### Task prompt
Comb through the entries for "vest" and pull out each line that holds it.

(Items from a data source)

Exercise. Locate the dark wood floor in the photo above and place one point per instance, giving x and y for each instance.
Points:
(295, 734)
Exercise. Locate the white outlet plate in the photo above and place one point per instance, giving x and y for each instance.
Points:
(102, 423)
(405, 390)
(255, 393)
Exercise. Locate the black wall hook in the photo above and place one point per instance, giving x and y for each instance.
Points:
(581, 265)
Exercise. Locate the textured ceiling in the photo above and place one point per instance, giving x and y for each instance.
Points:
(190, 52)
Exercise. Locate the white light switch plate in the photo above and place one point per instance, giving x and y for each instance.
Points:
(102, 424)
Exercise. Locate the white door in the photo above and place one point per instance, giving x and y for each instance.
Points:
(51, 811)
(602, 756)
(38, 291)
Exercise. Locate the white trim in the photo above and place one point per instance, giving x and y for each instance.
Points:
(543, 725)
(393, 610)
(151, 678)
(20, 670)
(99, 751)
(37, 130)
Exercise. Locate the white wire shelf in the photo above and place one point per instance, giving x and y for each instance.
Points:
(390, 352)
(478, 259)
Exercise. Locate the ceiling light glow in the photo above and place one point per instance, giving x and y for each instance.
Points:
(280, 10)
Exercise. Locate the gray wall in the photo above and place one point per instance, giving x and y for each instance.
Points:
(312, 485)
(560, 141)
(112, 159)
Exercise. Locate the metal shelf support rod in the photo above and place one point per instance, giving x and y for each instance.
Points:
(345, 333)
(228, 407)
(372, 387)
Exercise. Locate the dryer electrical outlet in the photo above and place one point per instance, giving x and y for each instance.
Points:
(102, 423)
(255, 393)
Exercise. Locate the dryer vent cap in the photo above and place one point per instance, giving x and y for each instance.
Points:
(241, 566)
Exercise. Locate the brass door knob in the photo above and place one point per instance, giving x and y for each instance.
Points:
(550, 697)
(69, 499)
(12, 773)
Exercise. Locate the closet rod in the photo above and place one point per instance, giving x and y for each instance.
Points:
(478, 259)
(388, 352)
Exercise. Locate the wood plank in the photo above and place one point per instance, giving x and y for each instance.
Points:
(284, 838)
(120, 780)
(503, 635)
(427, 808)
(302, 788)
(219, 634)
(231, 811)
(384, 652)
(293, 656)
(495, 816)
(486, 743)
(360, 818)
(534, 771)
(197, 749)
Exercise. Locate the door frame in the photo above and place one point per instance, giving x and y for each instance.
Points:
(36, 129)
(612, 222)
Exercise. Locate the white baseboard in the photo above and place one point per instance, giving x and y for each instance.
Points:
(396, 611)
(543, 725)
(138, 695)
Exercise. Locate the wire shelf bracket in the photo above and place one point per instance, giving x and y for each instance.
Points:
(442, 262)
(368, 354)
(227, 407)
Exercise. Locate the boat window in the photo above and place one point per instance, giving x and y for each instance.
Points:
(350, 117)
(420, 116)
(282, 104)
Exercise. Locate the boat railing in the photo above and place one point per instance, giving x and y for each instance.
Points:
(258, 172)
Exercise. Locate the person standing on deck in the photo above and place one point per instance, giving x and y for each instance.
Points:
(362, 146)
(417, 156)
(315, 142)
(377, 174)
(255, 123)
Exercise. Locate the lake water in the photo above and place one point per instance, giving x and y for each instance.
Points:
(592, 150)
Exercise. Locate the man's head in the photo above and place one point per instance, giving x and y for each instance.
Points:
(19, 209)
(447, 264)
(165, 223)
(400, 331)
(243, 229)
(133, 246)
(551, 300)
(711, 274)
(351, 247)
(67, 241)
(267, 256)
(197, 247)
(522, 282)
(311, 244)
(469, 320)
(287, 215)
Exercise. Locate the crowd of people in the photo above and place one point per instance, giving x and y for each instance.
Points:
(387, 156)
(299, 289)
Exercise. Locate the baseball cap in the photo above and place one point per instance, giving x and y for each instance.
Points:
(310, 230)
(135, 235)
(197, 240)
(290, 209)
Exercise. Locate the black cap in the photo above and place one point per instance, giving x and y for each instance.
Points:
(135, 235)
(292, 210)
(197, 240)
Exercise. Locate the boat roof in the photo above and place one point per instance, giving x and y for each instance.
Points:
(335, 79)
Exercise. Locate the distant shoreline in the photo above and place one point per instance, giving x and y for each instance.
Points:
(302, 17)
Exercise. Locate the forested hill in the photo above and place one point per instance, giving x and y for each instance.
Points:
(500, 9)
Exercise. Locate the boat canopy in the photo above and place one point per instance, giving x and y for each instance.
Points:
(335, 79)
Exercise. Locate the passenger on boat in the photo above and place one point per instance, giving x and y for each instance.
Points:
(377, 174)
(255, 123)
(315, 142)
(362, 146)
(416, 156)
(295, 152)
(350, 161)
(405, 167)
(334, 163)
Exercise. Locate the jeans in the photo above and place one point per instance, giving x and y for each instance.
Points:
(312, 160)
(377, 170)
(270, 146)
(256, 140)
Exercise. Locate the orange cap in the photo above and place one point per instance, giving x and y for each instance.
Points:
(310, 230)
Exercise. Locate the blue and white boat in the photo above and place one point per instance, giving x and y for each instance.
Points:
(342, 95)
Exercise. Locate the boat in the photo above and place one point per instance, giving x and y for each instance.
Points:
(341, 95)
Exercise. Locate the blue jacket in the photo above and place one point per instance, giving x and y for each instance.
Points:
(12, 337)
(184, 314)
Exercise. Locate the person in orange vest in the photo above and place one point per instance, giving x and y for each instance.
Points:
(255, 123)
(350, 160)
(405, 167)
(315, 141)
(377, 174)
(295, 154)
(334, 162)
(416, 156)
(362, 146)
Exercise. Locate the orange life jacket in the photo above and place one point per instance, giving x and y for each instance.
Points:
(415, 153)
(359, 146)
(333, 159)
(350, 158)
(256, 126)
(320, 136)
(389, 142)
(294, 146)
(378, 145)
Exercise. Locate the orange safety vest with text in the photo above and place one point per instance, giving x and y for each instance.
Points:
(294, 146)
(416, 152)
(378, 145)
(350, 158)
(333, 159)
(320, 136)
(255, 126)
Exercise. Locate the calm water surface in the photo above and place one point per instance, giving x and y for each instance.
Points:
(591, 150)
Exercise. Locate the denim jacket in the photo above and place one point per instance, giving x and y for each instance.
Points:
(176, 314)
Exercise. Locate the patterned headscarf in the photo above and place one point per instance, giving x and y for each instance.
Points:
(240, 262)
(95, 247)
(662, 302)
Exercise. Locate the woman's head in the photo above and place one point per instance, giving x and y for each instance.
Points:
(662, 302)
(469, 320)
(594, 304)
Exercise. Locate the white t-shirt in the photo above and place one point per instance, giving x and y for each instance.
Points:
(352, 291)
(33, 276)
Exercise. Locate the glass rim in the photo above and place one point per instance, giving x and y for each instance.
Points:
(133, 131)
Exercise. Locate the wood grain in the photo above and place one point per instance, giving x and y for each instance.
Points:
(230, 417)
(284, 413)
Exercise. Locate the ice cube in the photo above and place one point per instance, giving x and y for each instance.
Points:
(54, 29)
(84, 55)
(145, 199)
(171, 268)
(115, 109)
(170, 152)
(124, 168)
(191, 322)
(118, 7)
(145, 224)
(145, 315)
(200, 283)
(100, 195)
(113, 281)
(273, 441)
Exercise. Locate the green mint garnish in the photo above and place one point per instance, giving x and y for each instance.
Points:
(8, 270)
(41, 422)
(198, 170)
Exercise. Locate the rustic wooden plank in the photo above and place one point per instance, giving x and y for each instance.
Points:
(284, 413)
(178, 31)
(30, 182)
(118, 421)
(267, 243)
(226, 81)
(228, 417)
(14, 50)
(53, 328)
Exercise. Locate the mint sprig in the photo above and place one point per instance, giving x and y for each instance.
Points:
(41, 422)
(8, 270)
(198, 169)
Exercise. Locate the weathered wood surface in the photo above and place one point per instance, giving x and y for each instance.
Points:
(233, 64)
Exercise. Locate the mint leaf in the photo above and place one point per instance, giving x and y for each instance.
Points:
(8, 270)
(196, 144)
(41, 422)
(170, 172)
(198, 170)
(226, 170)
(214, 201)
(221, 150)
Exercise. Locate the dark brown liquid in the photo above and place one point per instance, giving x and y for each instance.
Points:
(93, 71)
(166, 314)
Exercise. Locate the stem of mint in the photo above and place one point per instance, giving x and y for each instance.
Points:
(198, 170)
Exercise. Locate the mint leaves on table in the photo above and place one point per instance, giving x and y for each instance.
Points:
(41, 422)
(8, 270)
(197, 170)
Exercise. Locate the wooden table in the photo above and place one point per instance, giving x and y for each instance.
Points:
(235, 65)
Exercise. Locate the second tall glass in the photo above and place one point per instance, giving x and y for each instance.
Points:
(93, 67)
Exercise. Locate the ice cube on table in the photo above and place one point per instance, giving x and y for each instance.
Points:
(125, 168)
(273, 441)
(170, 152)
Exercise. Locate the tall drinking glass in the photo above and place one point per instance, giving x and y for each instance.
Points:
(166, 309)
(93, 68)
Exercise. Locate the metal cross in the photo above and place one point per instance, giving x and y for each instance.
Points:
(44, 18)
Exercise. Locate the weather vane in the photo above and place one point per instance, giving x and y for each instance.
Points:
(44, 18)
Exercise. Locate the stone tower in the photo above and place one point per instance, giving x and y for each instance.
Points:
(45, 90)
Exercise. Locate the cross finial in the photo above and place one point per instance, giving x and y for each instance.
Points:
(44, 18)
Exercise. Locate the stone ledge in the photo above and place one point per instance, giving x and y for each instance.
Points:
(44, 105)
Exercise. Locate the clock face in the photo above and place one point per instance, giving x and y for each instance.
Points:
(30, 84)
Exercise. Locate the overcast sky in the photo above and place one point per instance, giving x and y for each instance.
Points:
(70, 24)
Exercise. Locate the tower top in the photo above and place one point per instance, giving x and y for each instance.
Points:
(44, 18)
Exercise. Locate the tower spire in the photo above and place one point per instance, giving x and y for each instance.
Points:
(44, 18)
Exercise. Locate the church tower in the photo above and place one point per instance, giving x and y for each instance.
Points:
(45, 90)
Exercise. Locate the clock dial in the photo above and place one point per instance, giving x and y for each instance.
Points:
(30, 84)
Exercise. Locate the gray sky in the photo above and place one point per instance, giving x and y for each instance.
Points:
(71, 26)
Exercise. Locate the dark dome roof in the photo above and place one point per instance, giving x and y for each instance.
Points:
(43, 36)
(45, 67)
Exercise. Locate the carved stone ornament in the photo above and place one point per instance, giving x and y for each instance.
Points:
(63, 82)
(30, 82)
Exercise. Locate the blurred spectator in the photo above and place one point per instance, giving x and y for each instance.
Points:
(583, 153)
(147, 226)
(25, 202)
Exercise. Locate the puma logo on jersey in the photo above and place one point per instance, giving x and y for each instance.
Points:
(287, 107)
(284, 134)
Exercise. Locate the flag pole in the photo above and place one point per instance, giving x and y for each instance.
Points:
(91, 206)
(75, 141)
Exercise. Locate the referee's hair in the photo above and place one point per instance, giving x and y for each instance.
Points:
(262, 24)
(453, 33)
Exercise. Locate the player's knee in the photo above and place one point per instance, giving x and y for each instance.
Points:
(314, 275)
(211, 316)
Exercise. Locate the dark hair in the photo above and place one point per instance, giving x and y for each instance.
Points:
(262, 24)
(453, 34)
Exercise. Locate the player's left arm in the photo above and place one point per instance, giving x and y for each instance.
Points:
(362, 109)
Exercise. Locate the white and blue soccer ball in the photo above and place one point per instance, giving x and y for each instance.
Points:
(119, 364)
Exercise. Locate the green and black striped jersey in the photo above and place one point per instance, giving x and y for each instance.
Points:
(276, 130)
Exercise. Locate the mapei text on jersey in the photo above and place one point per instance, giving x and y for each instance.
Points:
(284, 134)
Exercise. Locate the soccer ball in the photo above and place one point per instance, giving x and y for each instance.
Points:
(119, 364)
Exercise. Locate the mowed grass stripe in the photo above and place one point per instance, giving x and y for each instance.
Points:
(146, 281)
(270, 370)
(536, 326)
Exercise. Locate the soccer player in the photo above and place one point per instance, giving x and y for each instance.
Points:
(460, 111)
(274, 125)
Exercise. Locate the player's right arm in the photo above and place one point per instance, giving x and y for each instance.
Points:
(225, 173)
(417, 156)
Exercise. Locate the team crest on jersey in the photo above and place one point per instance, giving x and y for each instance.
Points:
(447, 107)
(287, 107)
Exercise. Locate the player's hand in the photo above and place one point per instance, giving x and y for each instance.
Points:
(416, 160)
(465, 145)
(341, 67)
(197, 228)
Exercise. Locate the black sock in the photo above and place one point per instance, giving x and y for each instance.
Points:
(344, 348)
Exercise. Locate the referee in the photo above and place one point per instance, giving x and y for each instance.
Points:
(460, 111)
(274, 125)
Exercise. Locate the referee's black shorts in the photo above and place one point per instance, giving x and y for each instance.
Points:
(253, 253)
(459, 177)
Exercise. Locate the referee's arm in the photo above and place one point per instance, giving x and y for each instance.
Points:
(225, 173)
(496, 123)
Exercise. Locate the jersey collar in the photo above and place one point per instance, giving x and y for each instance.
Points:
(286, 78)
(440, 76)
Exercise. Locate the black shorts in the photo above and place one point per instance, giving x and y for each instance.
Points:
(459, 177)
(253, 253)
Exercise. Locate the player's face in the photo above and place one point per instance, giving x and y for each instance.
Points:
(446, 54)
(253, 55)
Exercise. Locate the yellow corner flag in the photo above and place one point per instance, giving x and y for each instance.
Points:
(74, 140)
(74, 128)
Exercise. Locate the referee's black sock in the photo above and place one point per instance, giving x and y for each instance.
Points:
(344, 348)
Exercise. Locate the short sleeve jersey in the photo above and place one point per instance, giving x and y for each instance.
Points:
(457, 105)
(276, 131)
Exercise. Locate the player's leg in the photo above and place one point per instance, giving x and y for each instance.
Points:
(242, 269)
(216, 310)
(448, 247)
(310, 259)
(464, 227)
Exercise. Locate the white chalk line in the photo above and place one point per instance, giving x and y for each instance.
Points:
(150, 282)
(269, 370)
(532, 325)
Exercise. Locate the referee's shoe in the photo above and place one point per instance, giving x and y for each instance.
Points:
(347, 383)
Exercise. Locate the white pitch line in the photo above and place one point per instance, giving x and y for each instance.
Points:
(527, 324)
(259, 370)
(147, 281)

### Solved exercise
Exercise. Locate the person in orange vest in the photo above and place one point per instance, giving x and y for each instance.
Exercise. Locate the orange safety vest with text in the photo above and place one point per instance, giving x and y for each instance.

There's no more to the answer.